● **Text block**:
In a trilingual edition of the Weidner god list known from Ugarit, Imzuanna is treated as an equivalent of the Hurrian weather god Teshub and his Ugaritic counterpart Baal, but due to the dissimilarity between their roles in the respective pantheons this is assumed to be a result of ancient scribes misinterpreting the first sign of the common writing of her name as the logogram dIM, which could designate weather deities.
[2] In the incantation series Šurpu (tablet VIII, lines 31–33) Imzuanna appears after Lugal-Marada in a sequence of deities implored to release a patient from a curse.
[12] In the trilingual Sumero-Hurro-Ugaritic version of the Weidner god list from Ugarit, Imzuanna (im-zu-an-na) corresponds to Hurrian Teshub (te-eš-ša-ab) and local Baal (ba-a-lu), who were both weather deities.
[13] Daniel Schwemer notes that no known Mesopotamian sources associate Imzuanna with the Mesopotamian weather god, Ishkur/Adad, and therefore concludes that Jean Nougayrol's assumption that the equivalence between the three deities was a result of scribal confusion caused by the common usage of dIM as a logogram representing the names of weather deities is most likely correct.
[2][1] Aaron Tugendhaft agrees that the list is not an accurate representation of the theological position of Baal and Teshub, but argues it is possible that the equation is not a result of confusion, but conscious scribal word play.
[13] It is generally assumed that the character of Imzuanna was not similar to that of Baal and Teshub,[13] though unlike other authors Irene Sibbing-Plantholt in a recent publication describes her as a storm deity.

● **Work instructions**:
1. State whether each statement agrees with the Imzuanna passage, answering yes or no and quoting the deciding words: (a) In Šurpu, Imzuanna appears after Lugal-Marada. (b) Daniel Schwemer cites Mesopotamian sources that link Imzuanna with Ishkur/Adad. (c) Aaron Tugendhaft holds that the equation can only be explained as scribal confusion.
2. Translate this sentence from the Imzuanna passage into Spanish: "In the trilingual Sumero-Hurro-Ugaritic version of the Weidner god list from Ugarit, Imzuanna (im-zu-an-na) corresponds to Hurrian Teshub (te-eš-ša-ab) and local Baal (ba-a-lu), who were both weather deities."

(Natural language region descriptions)
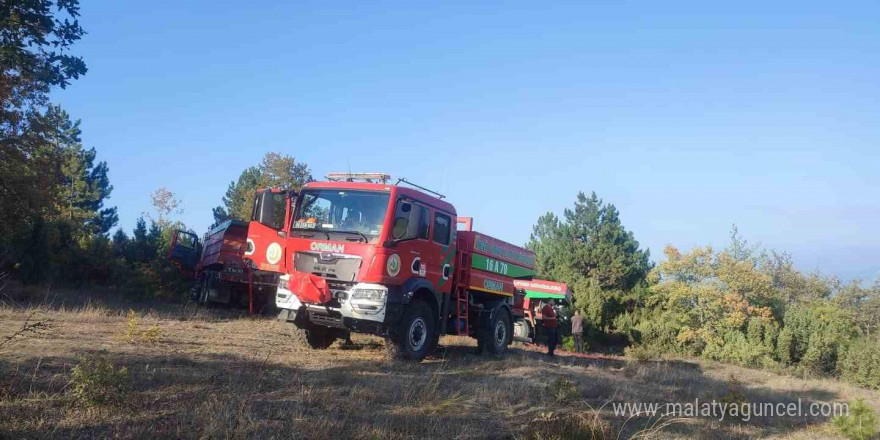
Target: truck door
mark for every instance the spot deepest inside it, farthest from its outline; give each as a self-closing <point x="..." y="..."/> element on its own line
<point x="185" y="250"/>
<point x="267" y="230"/>
<point x="423" y="248"/>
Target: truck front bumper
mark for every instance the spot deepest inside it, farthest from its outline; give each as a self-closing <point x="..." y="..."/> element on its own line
<point x="359" y="315"/>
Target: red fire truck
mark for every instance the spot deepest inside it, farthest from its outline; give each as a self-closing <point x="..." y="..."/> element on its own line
<point x="357" y="253"/>
<point x="220" y="268"/>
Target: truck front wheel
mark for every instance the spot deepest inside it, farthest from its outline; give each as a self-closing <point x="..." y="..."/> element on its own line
<point x="413" y="338"/>
<point x="311" y="336"/>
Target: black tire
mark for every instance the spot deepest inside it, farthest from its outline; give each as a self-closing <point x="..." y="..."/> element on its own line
<point x="414" y="337"/>
<point x="310" y="336"/>
<point x="195" y="292"/>
<point x="495" y="337"/>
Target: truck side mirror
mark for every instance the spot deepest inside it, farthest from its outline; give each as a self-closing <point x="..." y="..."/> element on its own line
<point x="400" y="227"/>
<point x="265" y="209"/>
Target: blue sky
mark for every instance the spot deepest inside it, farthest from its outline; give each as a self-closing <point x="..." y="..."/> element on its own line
<point x="688" y="116"/>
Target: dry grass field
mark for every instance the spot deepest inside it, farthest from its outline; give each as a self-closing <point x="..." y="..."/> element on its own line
<point x="193" y="372"/>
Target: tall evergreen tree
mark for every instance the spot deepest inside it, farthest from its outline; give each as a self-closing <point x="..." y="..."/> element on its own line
<point x="84" y="185"/>
<point x="275" y="170"/>
<point x="592" y="251"/>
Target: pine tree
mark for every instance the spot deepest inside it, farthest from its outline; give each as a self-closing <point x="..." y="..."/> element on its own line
<point x="83" y="186"/>
<point x="275" y="170"/>
<point x="592" y="252"/>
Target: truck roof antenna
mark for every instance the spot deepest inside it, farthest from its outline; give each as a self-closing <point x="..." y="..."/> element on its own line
<point x="419" y="187"/>
<point x="351" y="177"/>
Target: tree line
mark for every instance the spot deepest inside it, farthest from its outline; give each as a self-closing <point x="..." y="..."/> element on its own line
<point x="740" y="305"/>
<point x="54" y="192"/>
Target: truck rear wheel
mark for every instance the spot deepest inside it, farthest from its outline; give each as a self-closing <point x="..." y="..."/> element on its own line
<point x="415" y="335"/>
<point x="495" y="336"/>
<point x="522" y="330"/>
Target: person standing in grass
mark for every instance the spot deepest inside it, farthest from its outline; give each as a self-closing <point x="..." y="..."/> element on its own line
<point x="577" y="330"/>
<point x="548" y="319"/>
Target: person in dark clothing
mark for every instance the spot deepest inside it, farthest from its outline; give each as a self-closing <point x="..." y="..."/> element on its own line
<point x="548" y="319"/>
<point x="577" y="330"/>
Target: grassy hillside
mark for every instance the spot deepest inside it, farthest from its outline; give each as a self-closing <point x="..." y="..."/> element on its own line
<point x="194" y="372"/>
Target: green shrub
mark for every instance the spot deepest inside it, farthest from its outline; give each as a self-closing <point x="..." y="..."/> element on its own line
<point x="818" y="333"/>
<point x="737" y="348"/>
<point x="860" y="363"/>
<point x="563" y="390"/>
<point x="642" y="353"/>
<point x="859" y="424"/>
<point x="96" y="381"/>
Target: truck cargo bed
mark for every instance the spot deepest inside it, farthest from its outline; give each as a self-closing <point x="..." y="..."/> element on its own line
<point x="494" y="264"/>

● **Task-by-task outputs**:
1.
(a) Yes: "Imzuanna appears after Lugal-Marada in a sequence of deities implored to release a patient from a curse."
(b) No: "no known Mesopotamian sources associate Imzuanna with the Mesopotamian weather god, Ishkur/Adad"
(c) No: "it is possible that the equation is not a result of confusion, but conscious scribal word play"

2. En la versión trilingüe sumerio-hurrita-ugarítica de la lista de dioses de Weidner procedente de Ugarit, Imzuanna (im-zu-an-na) corresponde al hurrita Teshub (te-eš-ša-ab) y al Baal local (ba-a-lu), que eran ambos dioses del tiempo atmosférico.